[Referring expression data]
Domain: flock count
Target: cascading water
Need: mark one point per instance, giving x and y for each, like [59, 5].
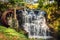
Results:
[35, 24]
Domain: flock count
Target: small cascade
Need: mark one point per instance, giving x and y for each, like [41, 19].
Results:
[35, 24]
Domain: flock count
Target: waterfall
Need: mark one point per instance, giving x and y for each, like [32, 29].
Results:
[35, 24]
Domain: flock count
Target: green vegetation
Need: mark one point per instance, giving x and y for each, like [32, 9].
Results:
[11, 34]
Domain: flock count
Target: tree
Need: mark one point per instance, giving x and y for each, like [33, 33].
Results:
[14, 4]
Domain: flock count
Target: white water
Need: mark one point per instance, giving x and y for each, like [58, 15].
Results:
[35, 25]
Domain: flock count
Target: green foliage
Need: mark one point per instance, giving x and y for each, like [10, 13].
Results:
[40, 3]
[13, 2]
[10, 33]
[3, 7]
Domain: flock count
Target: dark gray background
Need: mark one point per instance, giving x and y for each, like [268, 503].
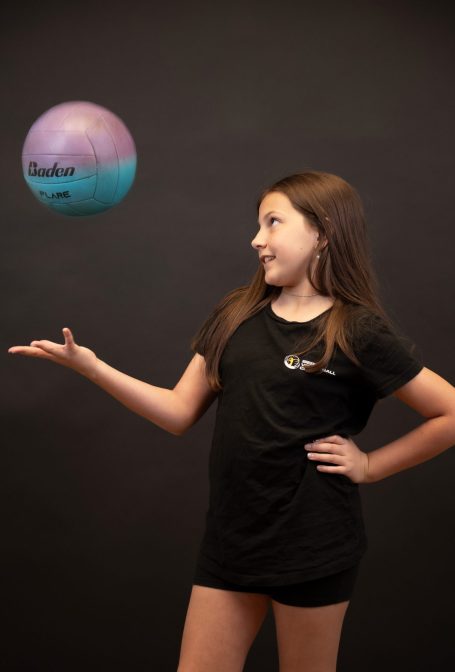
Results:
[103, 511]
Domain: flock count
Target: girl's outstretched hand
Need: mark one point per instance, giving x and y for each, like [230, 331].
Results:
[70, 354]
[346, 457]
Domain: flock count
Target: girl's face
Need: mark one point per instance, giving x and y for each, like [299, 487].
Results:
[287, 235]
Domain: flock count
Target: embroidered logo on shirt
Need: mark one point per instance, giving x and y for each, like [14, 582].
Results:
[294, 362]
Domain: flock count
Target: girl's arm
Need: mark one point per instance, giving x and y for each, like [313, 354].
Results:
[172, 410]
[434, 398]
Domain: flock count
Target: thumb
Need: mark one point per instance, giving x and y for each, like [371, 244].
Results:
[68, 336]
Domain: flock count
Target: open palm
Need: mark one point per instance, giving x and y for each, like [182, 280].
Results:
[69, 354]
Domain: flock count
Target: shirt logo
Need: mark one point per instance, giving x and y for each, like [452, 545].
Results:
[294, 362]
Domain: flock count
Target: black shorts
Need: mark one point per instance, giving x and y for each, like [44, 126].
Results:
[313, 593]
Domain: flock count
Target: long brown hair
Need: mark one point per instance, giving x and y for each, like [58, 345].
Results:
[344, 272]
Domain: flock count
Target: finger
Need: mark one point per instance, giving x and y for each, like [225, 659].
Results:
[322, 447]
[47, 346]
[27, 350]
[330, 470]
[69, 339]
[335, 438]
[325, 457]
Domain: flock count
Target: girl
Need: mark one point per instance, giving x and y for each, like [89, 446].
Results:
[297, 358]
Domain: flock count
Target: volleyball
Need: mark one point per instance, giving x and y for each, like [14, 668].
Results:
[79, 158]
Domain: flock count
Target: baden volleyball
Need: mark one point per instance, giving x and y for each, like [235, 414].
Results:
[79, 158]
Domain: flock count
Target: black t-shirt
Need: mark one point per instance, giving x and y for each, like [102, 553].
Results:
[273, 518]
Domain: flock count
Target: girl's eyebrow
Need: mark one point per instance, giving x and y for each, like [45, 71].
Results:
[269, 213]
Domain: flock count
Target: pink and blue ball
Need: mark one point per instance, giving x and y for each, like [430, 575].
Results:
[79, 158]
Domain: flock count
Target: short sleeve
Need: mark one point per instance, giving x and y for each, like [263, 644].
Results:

- **Work required**
Copy the lines above that hold the word "green".

- **Response box**
Target: green vegetation
Target: green foliage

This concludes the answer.